Dataset rows
>> start

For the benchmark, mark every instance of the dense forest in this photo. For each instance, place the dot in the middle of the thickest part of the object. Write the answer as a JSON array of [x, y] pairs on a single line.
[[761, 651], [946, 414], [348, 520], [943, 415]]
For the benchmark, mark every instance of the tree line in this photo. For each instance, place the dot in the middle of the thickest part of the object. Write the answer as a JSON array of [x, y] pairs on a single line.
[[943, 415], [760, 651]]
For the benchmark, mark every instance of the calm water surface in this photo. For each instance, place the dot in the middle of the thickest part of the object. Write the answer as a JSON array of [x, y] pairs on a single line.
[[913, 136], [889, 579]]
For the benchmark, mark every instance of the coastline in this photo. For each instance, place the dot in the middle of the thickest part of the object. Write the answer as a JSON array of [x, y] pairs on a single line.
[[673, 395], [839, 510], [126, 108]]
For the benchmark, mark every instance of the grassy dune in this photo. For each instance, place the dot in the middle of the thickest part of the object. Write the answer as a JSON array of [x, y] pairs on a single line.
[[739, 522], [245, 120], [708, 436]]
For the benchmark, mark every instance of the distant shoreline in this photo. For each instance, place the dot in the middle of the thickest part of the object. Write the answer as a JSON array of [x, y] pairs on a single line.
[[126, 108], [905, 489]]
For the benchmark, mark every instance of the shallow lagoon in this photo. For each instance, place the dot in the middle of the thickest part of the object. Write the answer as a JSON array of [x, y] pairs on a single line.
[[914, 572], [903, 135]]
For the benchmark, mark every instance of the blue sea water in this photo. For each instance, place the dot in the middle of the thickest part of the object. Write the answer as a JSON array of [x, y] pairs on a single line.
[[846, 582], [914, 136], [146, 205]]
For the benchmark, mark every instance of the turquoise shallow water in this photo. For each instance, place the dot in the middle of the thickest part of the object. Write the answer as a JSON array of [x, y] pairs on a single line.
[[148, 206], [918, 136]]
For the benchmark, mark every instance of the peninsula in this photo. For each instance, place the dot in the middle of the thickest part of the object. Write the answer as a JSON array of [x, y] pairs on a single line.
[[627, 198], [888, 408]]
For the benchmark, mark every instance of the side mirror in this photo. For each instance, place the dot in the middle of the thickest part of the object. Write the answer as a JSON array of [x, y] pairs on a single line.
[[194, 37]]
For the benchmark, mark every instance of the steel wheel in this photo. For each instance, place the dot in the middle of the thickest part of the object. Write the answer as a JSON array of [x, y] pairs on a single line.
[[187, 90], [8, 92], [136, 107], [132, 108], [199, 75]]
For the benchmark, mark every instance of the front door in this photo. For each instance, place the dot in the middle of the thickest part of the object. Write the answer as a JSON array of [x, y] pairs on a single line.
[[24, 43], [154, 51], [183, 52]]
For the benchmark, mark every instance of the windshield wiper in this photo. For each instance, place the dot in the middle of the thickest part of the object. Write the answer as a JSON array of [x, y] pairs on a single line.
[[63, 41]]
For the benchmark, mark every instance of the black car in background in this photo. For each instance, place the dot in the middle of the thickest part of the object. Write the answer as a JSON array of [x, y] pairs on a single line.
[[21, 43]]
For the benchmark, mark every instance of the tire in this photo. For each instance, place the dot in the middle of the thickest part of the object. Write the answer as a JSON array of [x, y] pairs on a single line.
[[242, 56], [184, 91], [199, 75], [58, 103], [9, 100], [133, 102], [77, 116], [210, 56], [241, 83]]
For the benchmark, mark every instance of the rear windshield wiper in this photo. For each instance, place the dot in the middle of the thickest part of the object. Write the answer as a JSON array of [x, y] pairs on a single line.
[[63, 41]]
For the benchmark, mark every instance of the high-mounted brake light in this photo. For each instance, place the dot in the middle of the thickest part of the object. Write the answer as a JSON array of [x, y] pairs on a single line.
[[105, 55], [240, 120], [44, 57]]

>> end

WHAT YOU ARE ASKED TO DO: Copy the lines of the records above word for word, starting at the line containing "For the benchmark, mark every instance of the shallow" and ending at the line containing "[[914, 572], [903, 135]]".

REPLY TO THE EXERCISE:
For the benchmark, mark every instance of the shallow lagoon in this photo. For each instance, place the dot in the middle of the thickest part of the object. Write the answer as a JSON array of [x, y] pairs on a single line.
[[914, 572], [903, 135]]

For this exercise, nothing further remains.